Studio album by Millencolin
- Released: 30 March 2005
- Recorded: August–October 2004
- Studio: Fascination Street, Örebro, Sweden; Music-A-Matic, Gothenburg, Sweden; Soundlab, Örebro, Sweden;
- Genre: Punk rock; skate punk; pop punk; alternative rock;
- Length: 34:07
- Label: Burning Heart (Sweden), Epitaph (US)
- Producer: Chips Kiesbye

Millencolin chronology
| Home from Home (2002) | Kingwood (2005) | Machine 15 (2008) |

Singles from Kingwood
- "Ray" Released: 14 March 2005; "Shut You Out" Released: 24 October 2005;

= Kingwood (album) =

Kingwood is the sixth album by Swedish punk rock band Millencolin, released on 30 March 2005 in Sweden and 12 April 2005 in North America and the UK. The song "Farewell My Hell" originated as an idea for singer Nikola Šarčević's first solo album, but was used for Kingwood instead. "Farewell My Hell" was played prominently in the Swedish vampire comedy horror film Frostbite.

• SHORT TASK 1
How many lines of the entries contain the word "shorts"? Give only the number.
The Kingwood article and the entries that come next are unrelated material.

• Pointing dataset entries
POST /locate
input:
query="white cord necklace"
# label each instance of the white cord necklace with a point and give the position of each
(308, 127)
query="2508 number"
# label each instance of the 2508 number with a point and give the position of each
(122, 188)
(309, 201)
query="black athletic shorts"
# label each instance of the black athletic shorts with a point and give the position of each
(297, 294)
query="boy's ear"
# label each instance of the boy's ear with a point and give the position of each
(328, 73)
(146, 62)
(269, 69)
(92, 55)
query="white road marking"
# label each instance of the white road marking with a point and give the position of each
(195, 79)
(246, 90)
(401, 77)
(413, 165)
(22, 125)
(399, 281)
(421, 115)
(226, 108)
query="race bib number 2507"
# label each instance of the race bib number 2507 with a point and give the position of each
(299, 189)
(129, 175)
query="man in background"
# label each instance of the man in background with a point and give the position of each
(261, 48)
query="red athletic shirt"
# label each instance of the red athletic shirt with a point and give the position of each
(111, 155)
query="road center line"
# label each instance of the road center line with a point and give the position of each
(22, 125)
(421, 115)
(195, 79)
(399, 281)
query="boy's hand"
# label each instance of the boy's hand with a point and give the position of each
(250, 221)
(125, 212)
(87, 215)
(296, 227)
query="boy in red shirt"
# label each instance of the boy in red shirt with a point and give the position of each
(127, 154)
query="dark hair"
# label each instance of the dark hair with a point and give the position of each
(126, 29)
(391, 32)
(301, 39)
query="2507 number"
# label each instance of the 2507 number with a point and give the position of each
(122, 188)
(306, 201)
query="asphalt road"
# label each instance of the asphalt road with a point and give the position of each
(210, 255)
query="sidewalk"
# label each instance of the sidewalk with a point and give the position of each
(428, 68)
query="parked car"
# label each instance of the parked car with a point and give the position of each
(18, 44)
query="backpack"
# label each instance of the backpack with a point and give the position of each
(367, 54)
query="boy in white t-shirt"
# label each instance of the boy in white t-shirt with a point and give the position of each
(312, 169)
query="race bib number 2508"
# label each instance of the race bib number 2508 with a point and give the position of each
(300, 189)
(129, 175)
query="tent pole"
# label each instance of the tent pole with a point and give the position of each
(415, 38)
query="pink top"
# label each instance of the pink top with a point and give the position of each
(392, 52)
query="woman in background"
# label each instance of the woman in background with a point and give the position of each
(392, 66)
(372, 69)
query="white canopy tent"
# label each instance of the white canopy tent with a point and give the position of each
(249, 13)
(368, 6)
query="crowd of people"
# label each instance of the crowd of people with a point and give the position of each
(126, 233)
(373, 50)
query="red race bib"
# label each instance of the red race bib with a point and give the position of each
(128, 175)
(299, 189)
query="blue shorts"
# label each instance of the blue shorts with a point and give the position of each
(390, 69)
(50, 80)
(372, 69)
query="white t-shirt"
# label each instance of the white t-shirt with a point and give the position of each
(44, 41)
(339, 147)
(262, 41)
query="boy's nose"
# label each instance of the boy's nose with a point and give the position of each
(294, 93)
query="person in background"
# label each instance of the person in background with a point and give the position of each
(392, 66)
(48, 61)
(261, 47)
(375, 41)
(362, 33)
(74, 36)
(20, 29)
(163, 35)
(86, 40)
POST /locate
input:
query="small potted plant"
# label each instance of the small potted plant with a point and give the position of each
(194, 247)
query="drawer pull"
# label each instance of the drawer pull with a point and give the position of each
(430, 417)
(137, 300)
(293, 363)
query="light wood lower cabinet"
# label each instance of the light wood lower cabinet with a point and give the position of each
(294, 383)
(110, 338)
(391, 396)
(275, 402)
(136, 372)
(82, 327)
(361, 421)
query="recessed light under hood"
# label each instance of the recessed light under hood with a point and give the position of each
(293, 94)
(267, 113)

• SHORT TASK 2
According to the Kingwood article, where did the song "Farewell My Hell" originate?

• RESULT 1
4

• RESULT 2
It began as an idea for singer Nikola Šarčević's first solo album.